The answer must be a single number: the count of lines in these records that hold "boxes".

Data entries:

□ □ □

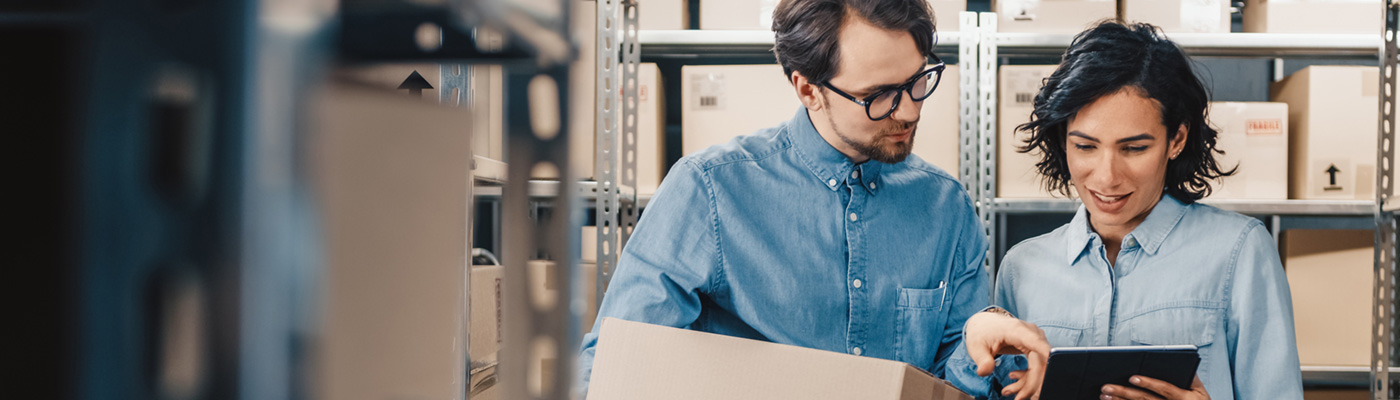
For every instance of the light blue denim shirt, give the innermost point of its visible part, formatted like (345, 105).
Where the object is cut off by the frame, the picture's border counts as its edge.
(1187, 274)
(779, 237)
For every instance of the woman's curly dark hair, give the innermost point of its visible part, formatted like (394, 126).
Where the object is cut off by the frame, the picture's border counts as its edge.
(1106, 59)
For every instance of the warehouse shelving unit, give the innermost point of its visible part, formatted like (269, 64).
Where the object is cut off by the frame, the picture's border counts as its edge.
(1283, 214)
(982, 46)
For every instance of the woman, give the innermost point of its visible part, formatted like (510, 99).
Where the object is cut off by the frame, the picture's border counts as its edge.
(1122, 122)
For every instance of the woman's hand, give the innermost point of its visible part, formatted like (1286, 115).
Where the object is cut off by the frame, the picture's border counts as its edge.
(1158, 389)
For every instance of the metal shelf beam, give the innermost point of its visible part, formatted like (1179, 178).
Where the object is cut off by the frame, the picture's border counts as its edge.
(1234, 44)
(695, 44)
(1255, 207)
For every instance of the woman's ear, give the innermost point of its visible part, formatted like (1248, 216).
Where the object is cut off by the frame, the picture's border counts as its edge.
(1179, 141)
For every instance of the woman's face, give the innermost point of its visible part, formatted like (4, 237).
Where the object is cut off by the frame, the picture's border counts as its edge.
(1117, 153)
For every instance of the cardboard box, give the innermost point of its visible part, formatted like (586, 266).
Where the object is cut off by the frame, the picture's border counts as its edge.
(1017, 176)
(545, 288)
(1255, 137)
(487, 104)
(391, 182)
(647, 361)
(1330, 273)
(1179, 16)
(758, 14)
(651, 130)
(1332, 132)
(1052, 16)
(1313, 17)
(485, 327)
(720, 102)
(664, 14)
(485, 100)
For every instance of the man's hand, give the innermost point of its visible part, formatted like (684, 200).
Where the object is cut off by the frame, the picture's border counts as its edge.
(989, 334)
(1159, 389)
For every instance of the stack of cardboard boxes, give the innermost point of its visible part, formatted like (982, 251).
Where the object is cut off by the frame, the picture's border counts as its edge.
(758, 14)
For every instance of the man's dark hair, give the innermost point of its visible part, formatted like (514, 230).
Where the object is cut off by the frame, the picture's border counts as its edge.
(807, 31)
(1110, 58)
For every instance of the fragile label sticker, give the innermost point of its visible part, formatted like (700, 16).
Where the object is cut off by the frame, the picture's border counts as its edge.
(707, 93)
(1263, 126)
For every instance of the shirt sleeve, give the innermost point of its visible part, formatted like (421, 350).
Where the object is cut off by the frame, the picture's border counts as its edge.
(970, 295)
(1260, 334)
(668, 262)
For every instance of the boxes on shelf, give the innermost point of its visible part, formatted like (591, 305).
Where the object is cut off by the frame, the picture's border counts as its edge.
(647, 361)
(651, 130)
(545, 291)
(714, 109)
(1313, 17)
(737, 14)
(945, 14)
(1330, 276)
(1017, 176)
(1255, 139)
(485, 327)
(391, 183)
(718, 102)
(1179, 16)
(1052, 16)
(487, 102)
(662, 14)
(1332, 132)
(758, 14)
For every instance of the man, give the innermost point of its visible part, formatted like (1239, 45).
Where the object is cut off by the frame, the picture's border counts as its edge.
(823, 231)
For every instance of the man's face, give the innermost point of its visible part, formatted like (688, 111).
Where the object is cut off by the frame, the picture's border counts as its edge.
(872, 59)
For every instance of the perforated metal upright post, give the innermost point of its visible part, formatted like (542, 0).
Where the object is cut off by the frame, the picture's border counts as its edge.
(627, 204)
(536, 129)
(608, 133)
(987, 134)
(1383, 339)
(968, 69)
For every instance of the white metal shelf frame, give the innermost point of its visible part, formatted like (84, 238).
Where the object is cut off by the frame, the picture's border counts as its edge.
(1383, 383)
(1379, 375)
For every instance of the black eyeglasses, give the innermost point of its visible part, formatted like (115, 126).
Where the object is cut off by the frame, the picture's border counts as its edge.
(881, 104)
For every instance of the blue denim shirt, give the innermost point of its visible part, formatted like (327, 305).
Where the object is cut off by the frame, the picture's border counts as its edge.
(780, 237)
(1187, 274)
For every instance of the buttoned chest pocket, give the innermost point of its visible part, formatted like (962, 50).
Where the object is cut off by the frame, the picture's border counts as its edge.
(1061, 334)
(1175, 326)
(919, 325)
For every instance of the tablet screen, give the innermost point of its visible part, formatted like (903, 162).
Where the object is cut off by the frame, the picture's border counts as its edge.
(1080, 372)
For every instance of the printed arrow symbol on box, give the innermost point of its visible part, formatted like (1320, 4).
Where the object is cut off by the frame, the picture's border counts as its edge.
(415, 83)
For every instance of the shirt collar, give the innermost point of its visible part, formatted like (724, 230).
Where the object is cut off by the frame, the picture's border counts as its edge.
(1150, 235)
(828, 164)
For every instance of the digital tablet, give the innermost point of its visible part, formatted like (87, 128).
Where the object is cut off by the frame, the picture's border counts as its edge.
(1080, 372)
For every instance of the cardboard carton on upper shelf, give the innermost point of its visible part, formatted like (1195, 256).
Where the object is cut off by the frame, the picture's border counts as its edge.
(1313, 17)
(1052, 16)
(1332, 130)
(1179, 16)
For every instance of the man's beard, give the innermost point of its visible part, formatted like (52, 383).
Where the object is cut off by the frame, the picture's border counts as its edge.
(881, 148)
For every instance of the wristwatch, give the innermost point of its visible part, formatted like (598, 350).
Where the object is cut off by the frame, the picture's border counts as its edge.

□ □ □

Solved exercise:
2